▸ **ARBEITSAUFTRAG**:
Nennen Sie alle Personen, die laut dem folgenden Gerichtsentscheid für den Verwaltungsgerichtshof an der Entscheidung beteiligt waren, jeweils mit ihrer Funktion.

▸ **VORLIEGENDER TEXT**:
● ● ●

41/02 Passrecht Fremdenrecht;

Norm

AsylG 1997 §7;

Betreff

Der Verwaltungsgerichtshof hat durch den Vorsitzenden Senatspräsident Dr. Kremla und die Hofräte Dr. Nowakowski und Dr. Moritz als Richter, im Beisein des Schriftführers Mag. Trefil, über die Beschwerde des J in W, vertreten durch Mag. Michael Schubhart, Rechtsanwalt in 1040 Wien, Brucknerstraße 6/4, gegen den Bescheid des unabhängigen Bundesasylsenates vom 24. Jänner 2001, Zl. 210.932/0-XII/37/99, betreffend § 7 Asylgesetz (weitere Partei: Bundesminister für Inneres), zu Recht erkannt:

Spruch

Der angefochtene Bescheid wird wegen Rechtswidrigkeit infolge Verletzung von Verfahrensvorschriften aufgehoben.

Der Bund hat dem Beschwerdeführer Aufwendungen in der Höhe von EUR 908,-- binnen zwei Wochen bei sonstiger Exekution zu ersetzen.

Begründung

Der Beschwerdeführer, ein Staatsangehöriger von Nigeria, reiste am 16. Jänner 1997 in das Bundesgebiet ein und stellte am 17. Jänner 1997 einen Asylantrag. Bei seiner Einvernahme vor dem Bundesasylamt am 28. Jänner 1997 erklärte der Beschwerdeführer, er habe nach der Hinrichtung von Ken Saro Wiwa Probleme gehabt. Am 15. November 1995 habe er an einer Demonstration in Bori teilgenommen. Während der Demonstration seien Soldaten gekommen und hätten die Demonstranten verhaftet. Auch der Beschwerdeführer sei verhaftet und in das Militärgefängnis nach Bori gebracht worden. Am 10. November 1996 habe eine Demonstration stattgefunden. Die Demonstranten seien in das Gefängnis eingedrungen, und der Beschwerdeführer habe fliehen können. Die Demonstranten seien friedlich mit Blumen in das Gefängnis gekommen. Der Beschwerdeführer könne nicht angeben, wie seine Zellentüre, die aus Eisenstäben bestanden habe und mit einem Schloss verschlossen gewesen sei, geöffnet worden sei. Er könne auch nicht angeben, wie viele Personen in der Zelle gewesen seien. Ferner gab der Beschwerdeführer an, von 1986 bis Dezember 1996 Landwirt in Bori gewesen zu sein. Auf den Vorhalt, dass es nicht möglich sei, dass er bis Dezember 1996 in der Landwirtschaft gearbeitet habe und gleichzeitig im Gefängnis gewesen sei, gab der Beschwerdeführer an, dass er bis zum Dezember 1995 gearbeitet habe.

● ● ●

▸ **DIE DATEN**:
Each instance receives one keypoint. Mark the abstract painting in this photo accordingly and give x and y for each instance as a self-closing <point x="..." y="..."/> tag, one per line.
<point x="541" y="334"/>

● ● ●

▸ **LÖSUNG**:
- Dr. Kremla, Vorsitzender Senatspräsident
- Dr. Nowakowski, Hofrat als Richter
- Dr. Moritz, Hofrat als Richter
- Mag. Trefil, Schriftführer